(Stored dataset items)

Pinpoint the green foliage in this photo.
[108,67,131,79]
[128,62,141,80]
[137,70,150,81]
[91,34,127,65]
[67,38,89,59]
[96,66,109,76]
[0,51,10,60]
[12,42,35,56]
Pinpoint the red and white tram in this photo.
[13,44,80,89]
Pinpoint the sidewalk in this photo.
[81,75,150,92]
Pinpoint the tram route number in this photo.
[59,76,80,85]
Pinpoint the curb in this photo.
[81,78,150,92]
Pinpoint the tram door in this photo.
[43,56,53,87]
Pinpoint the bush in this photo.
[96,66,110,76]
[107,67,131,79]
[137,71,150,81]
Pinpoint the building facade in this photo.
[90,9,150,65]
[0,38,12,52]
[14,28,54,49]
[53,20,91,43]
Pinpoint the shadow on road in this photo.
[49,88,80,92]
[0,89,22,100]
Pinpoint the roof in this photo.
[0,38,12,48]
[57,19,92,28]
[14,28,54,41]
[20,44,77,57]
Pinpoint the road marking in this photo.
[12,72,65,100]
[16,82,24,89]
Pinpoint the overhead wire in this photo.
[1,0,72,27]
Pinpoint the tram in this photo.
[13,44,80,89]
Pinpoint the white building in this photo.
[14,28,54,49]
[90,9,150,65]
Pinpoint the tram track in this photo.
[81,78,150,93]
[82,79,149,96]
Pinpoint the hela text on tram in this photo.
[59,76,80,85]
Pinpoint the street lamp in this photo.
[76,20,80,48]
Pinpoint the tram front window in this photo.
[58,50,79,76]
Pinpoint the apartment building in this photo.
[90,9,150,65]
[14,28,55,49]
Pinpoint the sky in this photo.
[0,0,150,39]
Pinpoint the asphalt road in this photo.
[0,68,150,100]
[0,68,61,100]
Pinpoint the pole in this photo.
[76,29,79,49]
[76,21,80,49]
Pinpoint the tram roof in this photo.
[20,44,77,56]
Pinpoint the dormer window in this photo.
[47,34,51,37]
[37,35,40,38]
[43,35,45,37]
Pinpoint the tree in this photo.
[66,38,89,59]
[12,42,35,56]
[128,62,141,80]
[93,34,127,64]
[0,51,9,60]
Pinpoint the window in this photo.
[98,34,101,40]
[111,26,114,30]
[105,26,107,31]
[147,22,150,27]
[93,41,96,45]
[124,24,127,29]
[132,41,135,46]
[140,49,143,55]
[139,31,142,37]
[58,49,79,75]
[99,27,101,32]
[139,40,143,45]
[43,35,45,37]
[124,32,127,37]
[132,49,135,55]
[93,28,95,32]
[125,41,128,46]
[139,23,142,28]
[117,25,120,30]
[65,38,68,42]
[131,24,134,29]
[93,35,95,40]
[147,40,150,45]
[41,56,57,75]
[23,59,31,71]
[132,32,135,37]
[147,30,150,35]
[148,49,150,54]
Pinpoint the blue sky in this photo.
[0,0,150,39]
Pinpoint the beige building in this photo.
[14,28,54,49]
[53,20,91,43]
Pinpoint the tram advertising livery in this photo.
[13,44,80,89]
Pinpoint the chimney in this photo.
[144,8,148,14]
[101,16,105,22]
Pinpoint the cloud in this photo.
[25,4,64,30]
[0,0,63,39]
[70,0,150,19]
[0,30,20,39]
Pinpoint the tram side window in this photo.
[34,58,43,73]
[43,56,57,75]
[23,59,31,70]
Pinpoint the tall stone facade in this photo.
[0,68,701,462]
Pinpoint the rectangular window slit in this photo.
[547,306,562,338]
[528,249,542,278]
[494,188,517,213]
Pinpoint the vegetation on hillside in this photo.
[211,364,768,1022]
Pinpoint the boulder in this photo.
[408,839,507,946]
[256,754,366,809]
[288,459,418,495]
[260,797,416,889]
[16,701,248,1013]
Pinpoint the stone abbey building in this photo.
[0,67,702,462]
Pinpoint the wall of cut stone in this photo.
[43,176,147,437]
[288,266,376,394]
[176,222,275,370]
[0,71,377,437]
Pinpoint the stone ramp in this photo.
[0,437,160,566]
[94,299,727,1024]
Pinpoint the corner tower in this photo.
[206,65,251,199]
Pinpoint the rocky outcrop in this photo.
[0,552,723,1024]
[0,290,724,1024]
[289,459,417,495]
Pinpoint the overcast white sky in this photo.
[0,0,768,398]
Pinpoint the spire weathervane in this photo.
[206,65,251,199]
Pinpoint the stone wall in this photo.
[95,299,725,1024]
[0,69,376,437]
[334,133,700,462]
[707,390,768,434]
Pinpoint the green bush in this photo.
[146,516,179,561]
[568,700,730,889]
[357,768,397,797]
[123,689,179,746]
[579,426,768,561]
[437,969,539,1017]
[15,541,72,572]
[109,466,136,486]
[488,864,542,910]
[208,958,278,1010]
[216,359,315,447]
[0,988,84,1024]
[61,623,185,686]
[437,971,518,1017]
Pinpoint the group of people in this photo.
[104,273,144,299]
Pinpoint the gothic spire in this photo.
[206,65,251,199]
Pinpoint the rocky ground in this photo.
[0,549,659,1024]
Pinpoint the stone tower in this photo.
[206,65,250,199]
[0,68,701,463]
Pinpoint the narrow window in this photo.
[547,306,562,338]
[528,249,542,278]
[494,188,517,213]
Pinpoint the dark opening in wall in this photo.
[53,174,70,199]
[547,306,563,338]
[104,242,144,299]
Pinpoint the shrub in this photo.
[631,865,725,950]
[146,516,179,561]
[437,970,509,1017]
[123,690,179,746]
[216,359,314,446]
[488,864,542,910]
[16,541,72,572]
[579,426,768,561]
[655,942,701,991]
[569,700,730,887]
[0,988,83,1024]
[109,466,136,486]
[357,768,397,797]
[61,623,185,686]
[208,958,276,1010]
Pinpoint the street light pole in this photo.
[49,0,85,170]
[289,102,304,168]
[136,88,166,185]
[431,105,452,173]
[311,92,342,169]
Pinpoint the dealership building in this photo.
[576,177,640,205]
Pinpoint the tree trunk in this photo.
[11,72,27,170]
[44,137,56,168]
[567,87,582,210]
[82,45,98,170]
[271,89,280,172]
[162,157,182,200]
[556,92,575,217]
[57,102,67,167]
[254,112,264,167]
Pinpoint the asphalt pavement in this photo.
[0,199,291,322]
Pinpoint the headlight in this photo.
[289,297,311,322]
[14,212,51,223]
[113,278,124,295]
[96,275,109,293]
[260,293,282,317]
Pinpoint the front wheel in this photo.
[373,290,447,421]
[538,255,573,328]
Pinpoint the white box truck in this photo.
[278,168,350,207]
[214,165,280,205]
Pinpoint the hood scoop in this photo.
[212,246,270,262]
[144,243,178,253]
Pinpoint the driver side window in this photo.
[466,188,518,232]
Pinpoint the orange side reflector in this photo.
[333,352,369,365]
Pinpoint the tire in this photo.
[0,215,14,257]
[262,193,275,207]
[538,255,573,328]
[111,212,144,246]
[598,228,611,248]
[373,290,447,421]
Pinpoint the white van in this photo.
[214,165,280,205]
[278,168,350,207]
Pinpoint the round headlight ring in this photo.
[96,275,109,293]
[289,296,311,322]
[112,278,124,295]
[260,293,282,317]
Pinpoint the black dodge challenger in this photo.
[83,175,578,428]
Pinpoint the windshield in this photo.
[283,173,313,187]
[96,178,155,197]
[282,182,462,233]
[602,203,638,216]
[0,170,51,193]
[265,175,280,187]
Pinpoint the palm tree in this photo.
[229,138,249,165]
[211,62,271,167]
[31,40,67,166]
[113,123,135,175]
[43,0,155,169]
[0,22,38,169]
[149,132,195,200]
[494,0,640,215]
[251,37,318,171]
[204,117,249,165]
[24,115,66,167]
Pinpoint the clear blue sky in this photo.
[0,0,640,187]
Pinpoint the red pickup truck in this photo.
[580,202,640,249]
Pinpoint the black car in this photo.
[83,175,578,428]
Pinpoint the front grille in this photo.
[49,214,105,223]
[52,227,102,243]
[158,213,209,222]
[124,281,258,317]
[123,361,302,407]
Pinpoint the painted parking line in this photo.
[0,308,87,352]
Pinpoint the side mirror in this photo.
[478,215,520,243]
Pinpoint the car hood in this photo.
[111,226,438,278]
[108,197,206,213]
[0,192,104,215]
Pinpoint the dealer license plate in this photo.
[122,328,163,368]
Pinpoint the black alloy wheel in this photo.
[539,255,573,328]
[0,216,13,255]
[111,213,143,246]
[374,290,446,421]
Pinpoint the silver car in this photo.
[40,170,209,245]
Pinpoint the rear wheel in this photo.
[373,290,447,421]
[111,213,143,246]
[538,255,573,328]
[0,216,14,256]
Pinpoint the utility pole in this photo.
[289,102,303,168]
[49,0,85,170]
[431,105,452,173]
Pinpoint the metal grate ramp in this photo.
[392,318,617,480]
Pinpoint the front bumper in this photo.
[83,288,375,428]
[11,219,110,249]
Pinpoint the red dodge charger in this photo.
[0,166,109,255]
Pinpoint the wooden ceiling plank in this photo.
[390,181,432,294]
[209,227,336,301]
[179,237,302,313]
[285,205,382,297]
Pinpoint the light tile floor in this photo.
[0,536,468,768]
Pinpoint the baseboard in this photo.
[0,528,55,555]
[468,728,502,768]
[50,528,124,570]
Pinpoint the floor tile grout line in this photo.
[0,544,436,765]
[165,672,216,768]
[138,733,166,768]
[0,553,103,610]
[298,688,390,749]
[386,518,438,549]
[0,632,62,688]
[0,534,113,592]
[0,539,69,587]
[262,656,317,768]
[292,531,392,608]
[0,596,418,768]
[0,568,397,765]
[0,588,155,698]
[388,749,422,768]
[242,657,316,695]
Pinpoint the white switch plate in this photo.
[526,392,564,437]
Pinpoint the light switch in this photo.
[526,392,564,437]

What you will do:
Filter the listing above down to the lines containing the word "floor", and copy each of those lines unchanged.

Answer below:
Pinpoint the light tile floor in this photo.
Pinpoint the floor tile grout line in this photo.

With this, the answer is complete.